• **WHAT THIS TASK INVOLVES**
In the records, swap each "paper" for "sheet" in the lines from the one containing "task: segment the lined paper" through the one containing "[[[121,139],[105,36],[102,25],[30,36],[35,152]]]", inclusive. Return only those lines, with nothing else altered.

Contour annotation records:

===

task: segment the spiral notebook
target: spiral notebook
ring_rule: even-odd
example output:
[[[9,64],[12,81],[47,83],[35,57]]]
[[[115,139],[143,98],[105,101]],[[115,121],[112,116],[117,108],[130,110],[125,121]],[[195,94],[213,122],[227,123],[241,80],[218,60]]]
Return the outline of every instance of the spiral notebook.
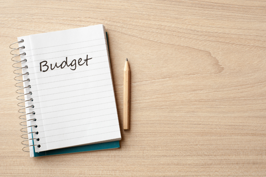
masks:
[[[119,147],[107,34],[98,25],[18,37],[11,47],[31,157]]]

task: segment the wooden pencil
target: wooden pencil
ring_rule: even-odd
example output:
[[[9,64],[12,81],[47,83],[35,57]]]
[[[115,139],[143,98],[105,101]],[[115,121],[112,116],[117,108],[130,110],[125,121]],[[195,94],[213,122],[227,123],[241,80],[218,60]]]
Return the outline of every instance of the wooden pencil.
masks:
[[[124,68],[124,106],[123,106],[123,129],[129,129],[129,90],[130,72],[127,58]]]

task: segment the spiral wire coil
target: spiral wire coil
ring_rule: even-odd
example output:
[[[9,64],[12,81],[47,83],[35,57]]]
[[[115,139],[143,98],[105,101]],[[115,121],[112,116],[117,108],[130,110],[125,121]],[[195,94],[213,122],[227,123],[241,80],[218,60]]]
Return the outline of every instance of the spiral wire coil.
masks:
[[[14,78],[14,79],[15,81],[18,81],[19,82],[17,83],[16,83],[15,84],[15,86],[17,87],[19,87],[19,88],[18,88],[17,90],[16,91],[16,93],[19,94],[22,94],[22,95],[20,95],[19,96],[17,96],[17,99],[19,100],[22,101],[18,103],[17,105],[19,106],[20,107],[24,107],[23,108],[21,108],[18,111],[18,112],[20,113],[23,113],[24,114],[21,115],[19,117],[19,118],[20,119],[22,119],[23,120],[24,120],[22,122],[20,123],[20,125],[21,125],[22,126],[23,126],[24,127],[20,129],[20,131],[22,132],[23,132],[25,133],[24,134],[22,135],[20,137],[21,137],[22,138],[23,138],[24,139],[26,139],[26,140],[25,140],[22,141],[21,142],[21,144],[22,144],[23,145],[25,145],[26,146],[25,147],[23,147],[22,148],[22,150],[25,152],[29,152],[29,151],[26,151],[24,150],[24,149],[26,148],[27,147],[30,147],[30,146],[36,146],[38,148],[40,148],[40,145],[30,145],[28,144],[25,144],[26,143],[27,141],[28,141],[29,140],[32,140],[34,139],[36,139],[36,140],[37,141],[38,141],[39,140],[39,138],[30,138],[28,137],[23,137],[27,135],[27,136],[28,134],[30,134],[31,133],[35,133],[36,134],[38,134],[38,132],[28,132],[27,131],[27,129],[28,128],[29,128],[30,127],[37,127],[37,125],[31,125],[30,126],[27,126],[27,121],[30,121],[31,120],[33,120],[33,121],[36,121],[36,119],[30,119],[29,120],[27,120],[27,119],[26,118],[23,118],[23,116],[26,116],[28,114],[32,114],[33,115],[34,115],[35,114],[35,112],[30,112],[29,113],[26,113],[26,109],[27,108],[29,108],[31,107],[31,108],[34,108],[34,105],[32,105],[30,106],[28,106],[27,107],[25,107],[25,104],[24,104],[24,106],[22,106],[20,104],[21,103],[25,103],[25,102],[26,101],[33,101],[33,99],[32,98],[31,98],[30,99],[27,100],[25,100],[25,99],[23,99],[23,97],[21,97],[22,96],[24,96],[25,95],[31,95],[32,94],[32,93],[30,91],[28,93],[24,93],[24,89],[26,88],[31,88],[31,86],[30,85],[28,85],[28,86],[24,87],[22,86],[20,86],[20,85],[21,83],[23,84],[23,83],[24,82],[29,82],[30,81],[30,79],[27,79],[26,80],[25,80],[23,81],[23,79],[22,80],[20,80],[19,79],[19,76],[21,76],[20,77],[22,77],[22,76],[24,75],[29,75],[29,73],[28,72],[26,72],[25,74],[23,74],[22,73],[22,69],[24,68],[28,68],[28,66],[27,65],[25,65],[24,67],[22,67],[22,66],[20,66],[20,67],[17,66],[18,64],[20,64],[22,62],[27,62],[27,60],[26,59],[25,59],[23,60],[21,60],[21,61],[17,61],[15,60],[15,59],[14,58],[16,57],[19,56],[20,57],[21,55],[26,55],[26,53],[25,52],[23,53],[22,53],[21,54],[15,54],[13,53],[12,52],[14,52],[17,50],[18,49],[19,49],[20,48],[22,48],[25,49],[25,47],[24,46],[22,46],[22,47],[18,47],[18,48],[12,48],[11,47],[11,46],[12,46],[13,44],[15,44],[17,43],[19,43],[20,42],[24,42],[24,40],[23,39],[21,41],[18,41],[18,42],[14,42],[11,45],[10,45],[9,46],[9,48],[12,49],[12,50],[10,52],[10,54],[12,55],[14,55],[13,56],[12,58],[11,58],[11,60],[13,61],[14,61],[15,62],[12,65],[12,66],[14,68],[16,68],[16,69],[13,71],[13,73],[14,74],[15,74],[18,75],[17,76],[16,76]],[[18,73],[19,71],[20,71],[20,69],[21,69],[21,73]],[[23,91],[23,92],[22,92],[22,91]],[[24,112],[25,111],[25,112]]]

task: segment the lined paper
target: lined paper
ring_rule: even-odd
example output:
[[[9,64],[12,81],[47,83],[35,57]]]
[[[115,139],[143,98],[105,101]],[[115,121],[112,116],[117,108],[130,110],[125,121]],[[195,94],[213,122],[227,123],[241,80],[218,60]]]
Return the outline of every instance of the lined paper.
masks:
[[[98,25],[30,36],[36,152],[121,139],[105,33]]]

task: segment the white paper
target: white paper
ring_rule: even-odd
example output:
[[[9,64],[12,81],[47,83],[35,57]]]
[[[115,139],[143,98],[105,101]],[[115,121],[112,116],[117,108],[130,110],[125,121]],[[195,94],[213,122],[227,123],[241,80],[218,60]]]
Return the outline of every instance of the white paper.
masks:
[[[121,139],[105,36],[102,25],[30,36],[35,152]]]

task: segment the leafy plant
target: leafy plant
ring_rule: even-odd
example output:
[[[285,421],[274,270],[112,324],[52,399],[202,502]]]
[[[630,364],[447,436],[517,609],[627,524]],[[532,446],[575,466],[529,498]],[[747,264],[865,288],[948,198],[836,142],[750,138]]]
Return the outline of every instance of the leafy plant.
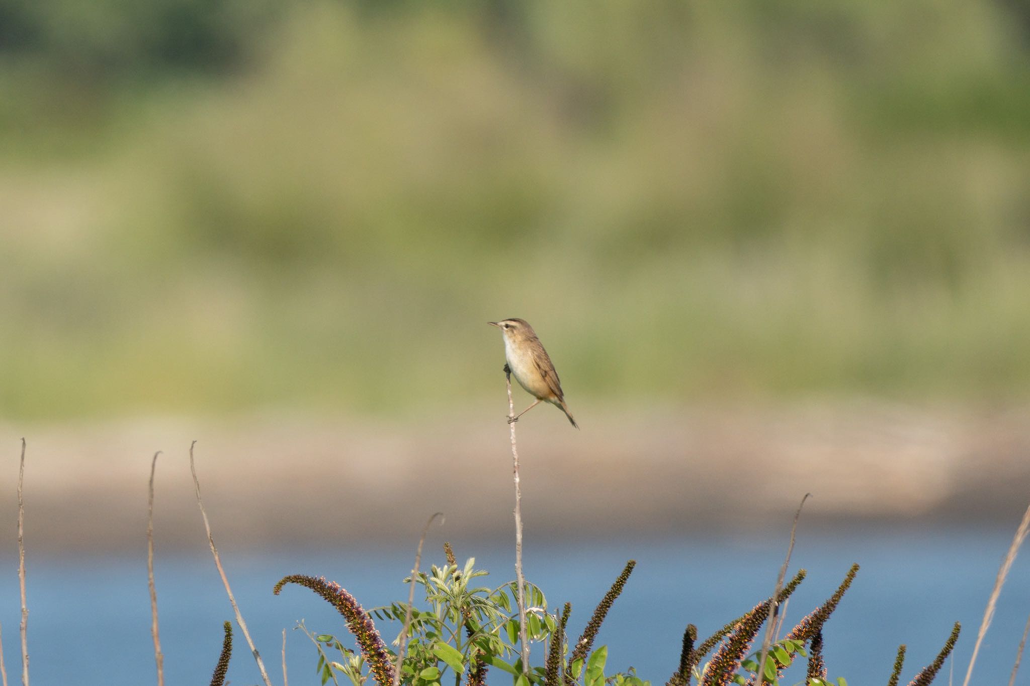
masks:
[[[530,644],[544,643],[547,649],[543,665],[530,665],[527,672],[523,672],[518,649],[515,583],[497,587],[482,585],[480,580],[488,574],[485,570],[476,569],[475,558],[469,558],[459,568],[449,546],[445,552],[447,563],[433,565],[428,572],[416,574],[415,583],[423,591],[423,607],[410,609],[410,621],[406,626],[409,611],[406,603],[392,603],[366,613],[349,593],[324,580],[295,576],[286,577],[276,585],[277,591],[289,582],[309,586],[333,603],[348,619],[348,626],[357,639],[359,650],[356,652],[344,646],[334,634],[313,633],[303,622],[298,624],[297,628],[302,629],[317,648],[316,671],[323,685],[332,680],[335,686],[339,686],[338,675],[344,675],[351,686],[365,686],[370,678],[379,686],[392,686],[394,676],[404,686],[442,686],[451,681],[454,686],[461,686],[462,679],[466,686],[482,686],[487,670],[496,667],[511,675],[514,686],[651,686],[651,682],[638,676],[632,667],[607,674],[608,647],[593,648],[593,641],[608,610],[633,570],[633,560],[626,564],[604,595],[583,634],[574,643],[569,642],[565,634],[572,606],[566,603],[560,612],[549,612],[543,591],[526,583],[528,638]],[[763,664],[759,664],[758,652],[749,653],[749,648],[769,616],[770,605],[774,602],[782,604],[794,592],[804,579],[804,570],[798,571],[776,598],[770,597],[754,606],[706,641],[697,643],[697,628],[689,624],[683,637],[679,667],[666,686],[690,686],[691,683],[698,686],[780,686],[784,672],[794,665],[798,657],[808,658],[805,677],[801,682],[805,686],[848,686],[843,677],[830,679],[827,676],[823,659],[823,626],[851,587],[857,572],[858,565],[852,565],[826,602],[805,615],[782,639],[774,641]],[[405,579],[405,583],[410,582],[410,577]],[[382,644],[372,617],[380,621],[401,622],[401,631],[407,631],[407,648],[398,675],[393,672],[397,655]],[[937,658],[916,676],[914,684],[928,686],[931,683],[954,648],[958,632],[959,625],[956,623]],[[400,645],[400,638],[399,634],[398,640],[392,642],[393,646]],[[701,660],[713,651],[711,659],[701,665]],[[336,659],[336,653],[339,659]],[[897,683],[902,655],[899,653],[895,662],[892,684]]]

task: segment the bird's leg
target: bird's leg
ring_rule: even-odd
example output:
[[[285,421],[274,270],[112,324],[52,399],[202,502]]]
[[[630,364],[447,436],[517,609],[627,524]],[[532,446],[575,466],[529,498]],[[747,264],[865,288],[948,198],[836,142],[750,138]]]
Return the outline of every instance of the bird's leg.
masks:
[[[524,410],[522,410],[521,412],[519,412],[518,414],[516,414],[514,417],[508,417],[508,423],[510,424],[510,423],[518,421],[519,417],[521,417],[523,414],[525,414],[526,412],[528,412],[529,410],[531,410],[533,408],[537,407],[538,405],[540,405],[544,401],[538,399],[533,405],[530,405],[527,408],[525,408]]]

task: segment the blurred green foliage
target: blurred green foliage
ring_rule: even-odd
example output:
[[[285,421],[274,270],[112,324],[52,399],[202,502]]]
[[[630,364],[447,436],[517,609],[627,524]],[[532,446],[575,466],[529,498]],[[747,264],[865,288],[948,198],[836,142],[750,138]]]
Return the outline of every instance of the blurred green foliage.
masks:
[[[1025,399],[1028,15],[0,0],[0,414]]]

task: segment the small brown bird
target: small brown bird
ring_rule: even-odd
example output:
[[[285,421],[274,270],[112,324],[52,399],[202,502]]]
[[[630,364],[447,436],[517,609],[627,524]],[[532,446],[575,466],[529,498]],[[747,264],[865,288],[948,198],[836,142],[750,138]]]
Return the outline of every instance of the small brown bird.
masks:
[[[573,426],[579,428],[579,424],[573,419],[572,412],[569,411],[569,406],[565,405],[558,373],[554,371],[554,365],[547,355],[547,350],[537,338],[537,332],[533,330],[529,322],[524,319],[502,319],[486,323],[501,330],[501,334],[505,337],[505,357],[508,361],[508,369],[515,375],[515,380],[519,382],[519,385],[537,399],[533,405],[514,417],[510,417],[508,423],[518,421],[518,418],[523,414],[537,407],[541,402],[547,401],[551,405],[561,408]]]

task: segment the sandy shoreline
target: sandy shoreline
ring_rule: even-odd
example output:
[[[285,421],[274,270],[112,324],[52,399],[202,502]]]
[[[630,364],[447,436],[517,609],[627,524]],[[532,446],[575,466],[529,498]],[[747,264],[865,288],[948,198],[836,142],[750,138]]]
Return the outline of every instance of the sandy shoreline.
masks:
[[[814,526],[1016,522],[1030,501],[1028,409],[854,403],[769,408],[585,408],[518,424],[523,517],[538,537],[648,536],[789,527],[814,494]],[[546,410],[545,410],[546,411]],[[469,416],[471,415],[471,417]],[[553,415],[553,416],[552,416]],[[457,413],[454,414],[457,416]],[[138,548],[150,457],[165,550],[204,545],[190,477],[196,458],[219,545],[406,542],[446,513],[445,537],[511,535],[511,454],[482,410],[407,424],[297,415],[228,421],[0,425],[0,528],[11,550],[22,435],[26,537],[41,552]]]

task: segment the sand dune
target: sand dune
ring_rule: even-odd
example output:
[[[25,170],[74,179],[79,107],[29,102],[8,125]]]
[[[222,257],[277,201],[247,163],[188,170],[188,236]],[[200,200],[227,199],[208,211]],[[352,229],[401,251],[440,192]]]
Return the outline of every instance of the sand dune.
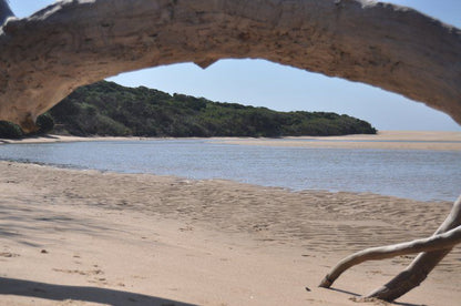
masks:
[[[450,210],[9,162],[0,173],[0,305],[356,305],[410,258],[354,268],[336,290],[317,288],[328,269],[430,235]],[[400,302],[459,305],[460,261],[458,247]]]

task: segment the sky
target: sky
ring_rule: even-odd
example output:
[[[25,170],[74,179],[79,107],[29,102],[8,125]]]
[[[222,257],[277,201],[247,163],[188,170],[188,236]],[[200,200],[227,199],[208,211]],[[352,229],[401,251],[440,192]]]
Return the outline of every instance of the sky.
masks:
[[[54,0],[9,0],[23,18]],[[461,0],[388,0],[461,28]],[[144,85],[219,102],[278,111],[325,111],[370,122],[378,130],[461,131],[447,114],[370,85],[272,63],[221,60],[206,70],[193,63],[157,67],[107,79],[126,86]]]

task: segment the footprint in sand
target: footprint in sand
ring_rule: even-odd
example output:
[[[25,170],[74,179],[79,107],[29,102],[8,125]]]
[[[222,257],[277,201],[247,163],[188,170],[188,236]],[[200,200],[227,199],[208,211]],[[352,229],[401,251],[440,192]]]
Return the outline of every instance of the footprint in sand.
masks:
[[[7,257],[7,258],[12,258],[12,257],[19,257],[19,254],[14,254],[14,253],[10,253],[10,252],[2,252],[0,253],[0,257]]]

===

• **EXPECTED ANSWER**
task: segment the lined sheet
target: lined sheet
ring_rule: even-odd
example output:
[[[9,64],[12,81],[47,83],[35,57]]]
[[[115,139],[143,98],[105,101]],[[115,121],[112,116],[117,108],[130,110],[125,121]],[[195,94],[213,122],[227,123],[241,80],[218,60]]]
Return the outline of every instance of the lined sheet.
masks:
[[[98,25],[30,36],[36,152],[121,139],[105,33]]]

task: segment the white sheet
target: white sheet
ring_rule: even-odd
example output:
[[[9,64],[12,81],[47,83],[35,57]]]
[[[115,139],[143,98],[105,101]],[[115,121],[112,116],[117,108],[130,110],[125,121]],[[195,94],[213,122],[227,123],[241,80],[218,60]]]
Return the outline of every instance of the white sheet.
masks:
[[[121,139],[105,36],[102,25],[30,36],[35,152]]]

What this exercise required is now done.